→ Given instruction:
Extract every line of the material below that contains the string "query".

Start of Supplied records

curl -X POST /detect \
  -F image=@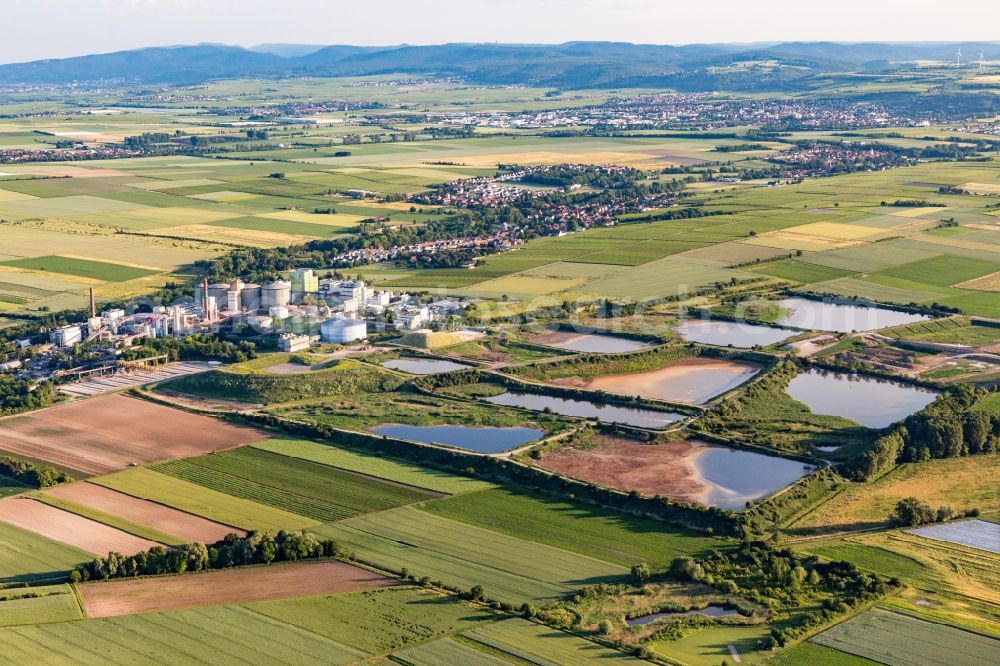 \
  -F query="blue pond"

[371,423,545,453]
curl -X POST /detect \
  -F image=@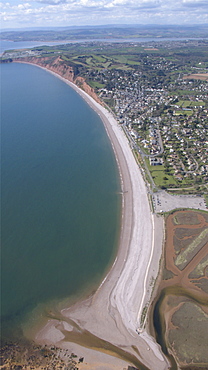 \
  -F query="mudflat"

[24,67,169,370]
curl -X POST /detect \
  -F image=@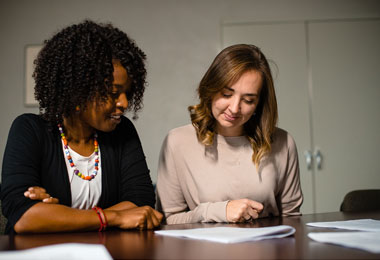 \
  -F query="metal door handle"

[314,149,323,170]
[303,150,313,170]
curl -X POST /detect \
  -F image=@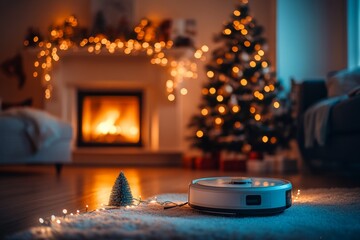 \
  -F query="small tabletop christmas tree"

[109,172,133,206]
[189,0,287,159]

End of Supplied records

→ Task response:
  -F query="blue pond"
  -F query="mudflat"
  -F query="metal door handle"
  -F query="small tabletop christmas tree"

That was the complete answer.